* To be done *
Return every row below that contains the string "line", copied without changes. Case counts.

* Items *
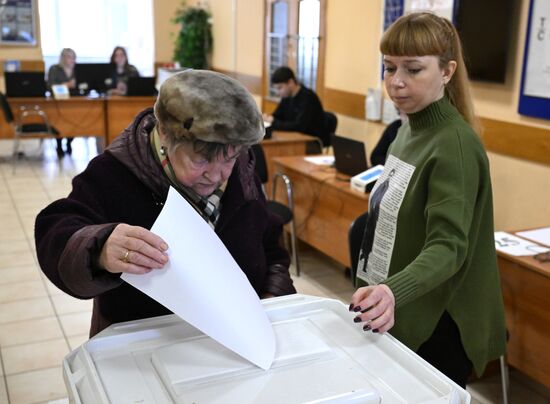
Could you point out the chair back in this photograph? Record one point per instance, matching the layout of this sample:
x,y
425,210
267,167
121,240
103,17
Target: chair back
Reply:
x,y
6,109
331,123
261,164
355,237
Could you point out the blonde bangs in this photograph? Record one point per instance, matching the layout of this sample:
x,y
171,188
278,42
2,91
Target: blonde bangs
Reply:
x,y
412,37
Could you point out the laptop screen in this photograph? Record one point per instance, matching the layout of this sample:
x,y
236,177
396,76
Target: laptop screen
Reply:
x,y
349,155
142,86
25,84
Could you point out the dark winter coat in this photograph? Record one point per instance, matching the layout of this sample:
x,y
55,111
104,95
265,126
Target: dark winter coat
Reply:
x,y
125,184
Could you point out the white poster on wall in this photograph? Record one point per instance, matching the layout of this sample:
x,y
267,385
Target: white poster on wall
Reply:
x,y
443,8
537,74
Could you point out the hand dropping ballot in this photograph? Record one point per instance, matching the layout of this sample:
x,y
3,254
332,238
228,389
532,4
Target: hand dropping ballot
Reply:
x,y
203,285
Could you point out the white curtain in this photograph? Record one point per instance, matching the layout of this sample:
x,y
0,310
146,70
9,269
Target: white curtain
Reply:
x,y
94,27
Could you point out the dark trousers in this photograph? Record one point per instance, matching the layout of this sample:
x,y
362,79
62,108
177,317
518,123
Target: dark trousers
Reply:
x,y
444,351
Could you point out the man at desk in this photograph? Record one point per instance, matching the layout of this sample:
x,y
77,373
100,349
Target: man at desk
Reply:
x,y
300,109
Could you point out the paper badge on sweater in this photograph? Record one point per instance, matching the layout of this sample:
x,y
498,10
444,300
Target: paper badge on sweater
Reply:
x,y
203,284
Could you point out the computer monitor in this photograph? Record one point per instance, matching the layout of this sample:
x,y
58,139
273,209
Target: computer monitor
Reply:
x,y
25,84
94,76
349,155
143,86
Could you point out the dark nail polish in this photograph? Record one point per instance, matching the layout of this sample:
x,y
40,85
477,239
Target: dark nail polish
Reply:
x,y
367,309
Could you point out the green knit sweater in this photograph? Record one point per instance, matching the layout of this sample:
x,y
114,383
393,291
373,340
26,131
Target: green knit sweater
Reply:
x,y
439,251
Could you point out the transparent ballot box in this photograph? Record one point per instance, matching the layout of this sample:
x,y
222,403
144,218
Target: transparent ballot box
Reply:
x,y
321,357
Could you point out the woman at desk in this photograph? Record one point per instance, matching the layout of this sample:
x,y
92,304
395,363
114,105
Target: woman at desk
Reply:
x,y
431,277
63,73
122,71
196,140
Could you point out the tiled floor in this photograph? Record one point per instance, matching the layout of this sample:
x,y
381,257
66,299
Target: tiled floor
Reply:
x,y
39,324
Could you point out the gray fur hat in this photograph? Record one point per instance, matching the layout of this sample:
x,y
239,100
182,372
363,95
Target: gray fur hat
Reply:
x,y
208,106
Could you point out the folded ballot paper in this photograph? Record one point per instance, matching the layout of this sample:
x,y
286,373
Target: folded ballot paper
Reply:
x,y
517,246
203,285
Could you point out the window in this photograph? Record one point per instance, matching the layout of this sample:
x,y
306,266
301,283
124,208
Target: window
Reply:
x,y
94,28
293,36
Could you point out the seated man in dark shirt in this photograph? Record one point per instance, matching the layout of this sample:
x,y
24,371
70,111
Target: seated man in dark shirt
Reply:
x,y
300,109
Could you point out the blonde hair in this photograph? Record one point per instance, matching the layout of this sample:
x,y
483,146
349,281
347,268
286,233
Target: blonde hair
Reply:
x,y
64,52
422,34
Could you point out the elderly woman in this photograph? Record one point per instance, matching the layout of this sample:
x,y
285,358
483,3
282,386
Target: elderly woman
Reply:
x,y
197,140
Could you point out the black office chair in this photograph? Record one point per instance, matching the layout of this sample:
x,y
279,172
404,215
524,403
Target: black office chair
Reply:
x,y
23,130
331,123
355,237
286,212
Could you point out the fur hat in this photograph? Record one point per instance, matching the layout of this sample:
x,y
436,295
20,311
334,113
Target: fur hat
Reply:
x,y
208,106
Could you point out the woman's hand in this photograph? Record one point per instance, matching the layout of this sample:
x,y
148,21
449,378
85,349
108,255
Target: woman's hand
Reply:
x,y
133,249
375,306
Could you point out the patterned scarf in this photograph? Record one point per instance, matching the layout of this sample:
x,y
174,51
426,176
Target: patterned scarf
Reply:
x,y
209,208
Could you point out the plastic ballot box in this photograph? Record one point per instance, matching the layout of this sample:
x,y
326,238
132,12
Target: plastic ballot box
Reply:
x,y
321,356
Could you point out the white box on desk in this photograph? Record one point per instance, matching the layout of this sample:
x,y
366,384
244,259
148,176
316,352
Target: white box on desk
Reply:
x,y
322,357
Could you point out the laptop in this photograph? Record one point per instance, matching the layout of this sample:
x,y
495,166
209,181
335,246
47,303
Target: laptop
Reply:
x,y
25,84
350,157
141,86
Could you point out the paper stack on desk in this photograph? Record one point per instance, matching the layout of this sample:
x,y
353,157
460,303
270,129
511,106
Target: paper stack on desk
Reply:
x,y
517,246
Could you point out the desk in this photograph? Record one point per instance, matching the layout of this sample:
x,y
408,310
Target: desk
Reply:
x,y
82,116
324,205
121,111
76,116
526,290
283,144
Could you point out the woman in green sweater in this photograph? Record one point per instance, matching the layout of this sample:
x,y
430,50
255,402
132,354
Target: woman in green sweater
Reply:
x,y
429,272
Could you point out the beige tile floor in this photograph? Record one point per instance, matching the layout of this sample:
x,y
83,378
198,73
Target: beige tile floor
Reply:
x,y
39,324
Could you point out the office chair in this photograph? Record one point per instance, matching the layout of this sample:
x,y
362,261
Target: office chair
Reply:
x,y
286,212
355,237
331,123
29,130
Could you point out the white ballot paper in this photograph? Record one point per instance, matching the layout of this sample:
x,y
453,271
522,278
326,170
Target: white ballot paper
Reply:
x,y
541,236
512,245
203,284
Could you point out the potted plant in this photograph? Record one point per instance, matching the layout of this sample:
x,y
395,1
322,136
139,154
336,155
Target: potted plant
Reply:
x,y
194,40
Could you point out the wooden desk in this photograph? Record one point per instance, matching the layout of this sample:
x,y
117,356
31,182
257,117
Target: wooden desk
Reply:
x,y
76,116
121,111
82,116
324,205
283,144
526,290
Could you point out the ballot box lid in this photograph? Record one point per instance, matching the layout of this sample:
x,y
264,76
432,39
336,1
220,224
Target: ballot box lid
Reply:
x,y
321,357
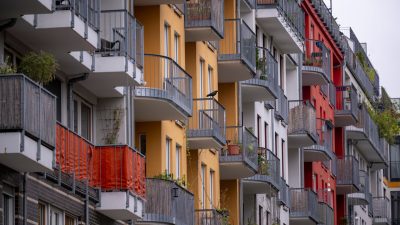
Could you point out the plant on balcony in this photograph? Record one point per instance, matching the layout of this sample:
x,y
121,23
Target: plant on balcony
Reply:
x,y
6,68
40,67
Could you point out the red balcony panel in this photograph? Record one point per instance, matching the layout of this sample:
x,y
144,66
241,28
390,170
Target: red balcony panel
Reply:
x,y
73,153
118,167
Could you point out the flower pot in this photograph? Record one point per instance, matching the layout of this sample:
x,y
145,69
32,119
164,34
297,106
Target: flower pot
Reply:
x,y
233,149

--

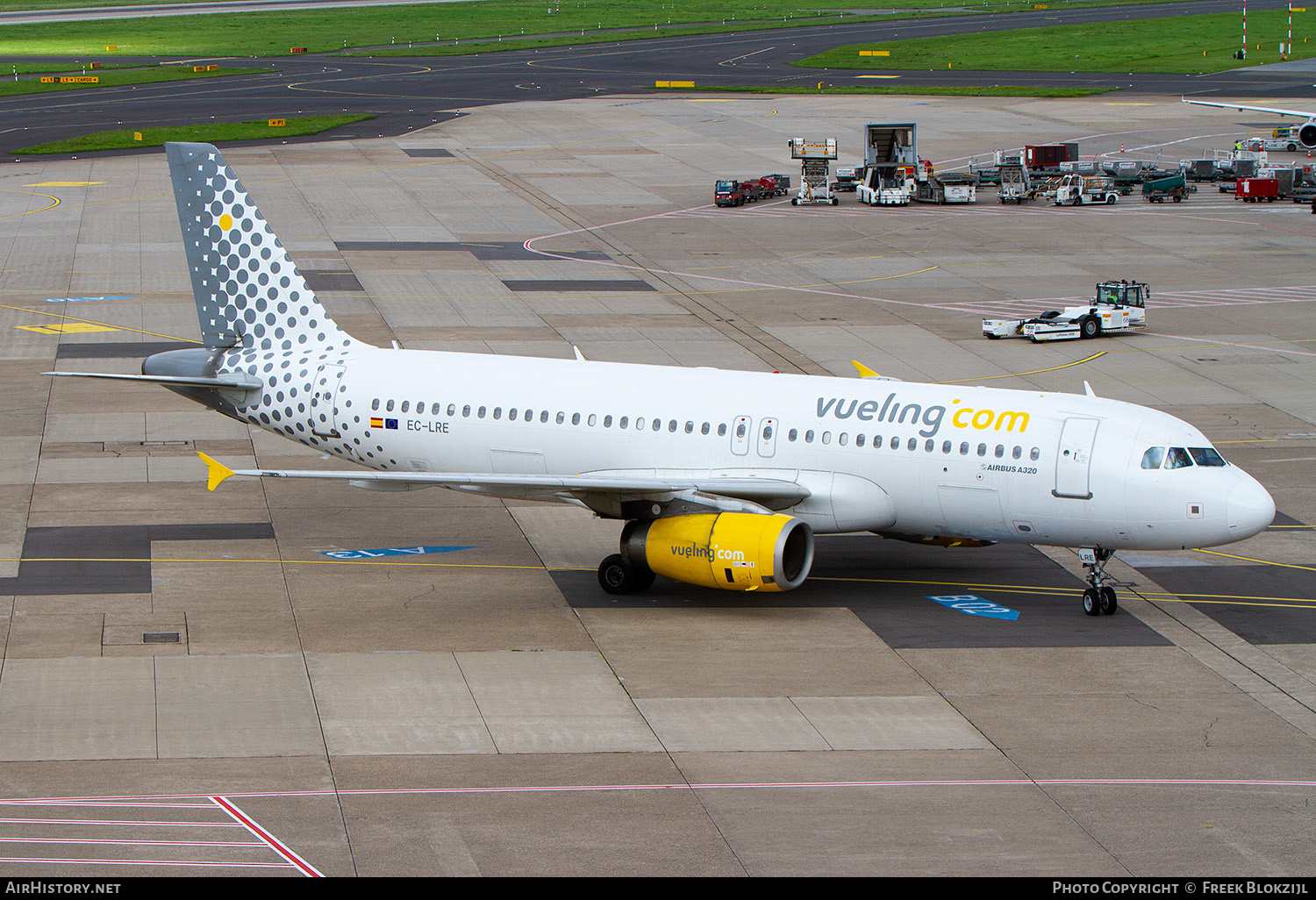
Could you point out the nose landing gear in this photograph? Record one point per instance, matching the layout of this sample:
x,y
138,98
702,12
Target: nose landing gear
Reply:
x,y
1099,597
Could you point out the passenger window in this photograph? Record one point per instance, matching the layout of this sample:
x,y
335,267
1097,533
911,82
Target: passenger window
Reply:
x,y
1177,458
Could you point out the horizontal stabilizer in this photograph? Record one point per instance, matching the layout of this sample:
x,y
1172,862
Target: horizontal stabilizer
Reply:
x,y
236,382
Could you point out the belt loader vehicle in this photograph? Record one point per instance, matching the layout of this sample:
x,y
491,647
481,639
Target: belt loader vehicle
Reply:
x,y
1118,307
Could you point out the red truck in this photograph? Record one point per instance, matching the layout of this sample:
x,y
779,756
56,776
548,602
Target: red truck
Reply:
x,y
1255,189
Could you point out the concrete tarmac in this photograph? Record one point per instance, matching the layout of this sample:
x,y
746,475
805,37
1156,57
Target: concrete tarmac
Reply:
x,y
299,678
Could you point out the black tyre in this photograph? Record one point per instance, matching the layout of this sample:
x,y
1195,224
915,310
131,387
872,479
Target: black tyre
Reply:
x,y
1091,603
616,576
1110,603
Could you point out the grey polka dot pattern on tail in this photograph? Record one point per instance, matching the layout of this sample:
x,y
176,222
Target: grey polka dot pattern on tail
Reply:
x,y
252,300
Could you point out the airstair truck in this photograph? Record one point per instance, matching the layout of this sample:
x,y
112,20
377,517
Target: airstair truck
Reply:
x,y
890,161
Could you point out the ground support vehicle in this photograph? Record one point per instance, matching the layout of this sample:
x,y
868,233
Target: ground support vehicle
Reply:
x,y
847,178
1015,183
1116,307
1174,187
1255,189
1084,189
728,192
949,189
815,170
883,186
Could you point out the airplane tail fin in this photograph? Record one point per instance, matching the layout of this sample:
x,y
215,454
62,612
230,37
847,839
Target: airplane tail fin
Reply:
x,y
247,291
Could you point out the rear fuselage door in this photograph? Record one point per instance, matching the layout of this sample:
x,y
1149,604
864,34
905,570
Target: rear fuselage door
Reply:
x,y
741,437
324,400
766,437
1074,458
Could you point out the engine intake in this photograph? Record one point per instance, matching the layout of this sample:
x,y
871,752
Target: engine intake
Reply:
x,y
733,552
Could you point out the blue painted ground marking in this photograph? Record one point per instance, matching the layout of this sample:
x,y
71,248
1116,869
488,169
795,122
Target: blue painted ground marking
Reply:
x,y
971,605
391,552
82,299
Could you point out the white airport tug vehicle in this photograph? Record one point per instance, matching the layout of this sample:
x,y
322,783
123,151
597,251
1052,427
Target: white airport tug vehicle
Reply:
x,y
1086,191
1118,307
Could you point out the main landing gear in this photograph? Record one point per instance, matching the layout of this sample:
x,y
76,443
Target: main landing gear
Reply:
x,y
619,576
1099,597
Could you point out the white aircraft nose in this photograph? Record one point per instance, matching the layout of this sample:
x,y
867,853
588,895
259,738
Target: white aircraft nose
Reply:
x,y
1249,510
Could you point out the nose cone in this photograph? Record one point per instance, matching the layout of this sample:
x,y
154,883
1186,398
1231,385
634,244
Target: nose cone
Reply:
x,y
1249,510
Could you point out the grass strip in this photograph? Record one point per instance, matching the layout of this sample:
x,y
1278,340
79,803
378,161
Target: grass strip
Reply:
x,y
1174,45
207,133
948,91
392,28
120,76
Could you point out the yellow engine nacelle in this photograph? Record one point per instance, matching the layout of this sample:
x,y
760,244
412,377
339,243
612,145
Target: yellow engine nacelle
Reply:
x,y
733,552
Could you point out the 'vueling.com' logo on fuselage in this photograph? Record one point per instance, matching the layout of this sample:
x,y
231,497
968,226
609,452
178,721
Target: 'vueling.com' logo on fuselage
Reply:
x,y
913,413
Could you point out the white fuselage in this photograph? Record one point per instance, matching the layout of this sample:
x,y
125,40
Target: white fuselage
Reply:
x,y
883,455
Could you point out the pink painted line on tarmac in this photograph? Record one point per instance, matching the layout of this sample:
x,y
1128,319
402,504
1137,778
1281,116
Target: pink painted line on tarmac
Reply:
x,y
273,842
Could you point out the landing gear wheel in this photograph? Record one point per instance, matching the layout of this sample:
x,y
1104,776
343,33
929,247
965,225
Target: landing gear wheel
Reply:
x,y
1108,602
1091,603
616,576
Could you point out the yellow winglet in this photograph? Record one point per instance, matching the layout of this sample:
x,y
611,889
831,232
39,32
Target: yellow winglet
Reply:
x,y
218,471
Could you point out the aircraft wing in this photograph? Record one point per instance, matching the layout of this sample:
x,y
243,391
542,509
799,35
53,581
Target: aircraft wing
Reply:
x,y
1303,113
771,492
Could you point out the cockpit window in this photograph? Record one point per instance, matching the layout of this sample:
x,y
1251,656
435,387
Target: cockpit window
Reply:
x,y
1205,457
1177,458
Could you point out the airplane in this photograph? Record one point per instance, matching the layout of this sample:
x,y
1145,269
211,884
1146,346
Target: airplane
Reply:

* Solution *
Could you point out the pink painted line on tarmac in this photograph? Record one point per instance, matching the layout of this sample:
Target: pink painted line on tarmac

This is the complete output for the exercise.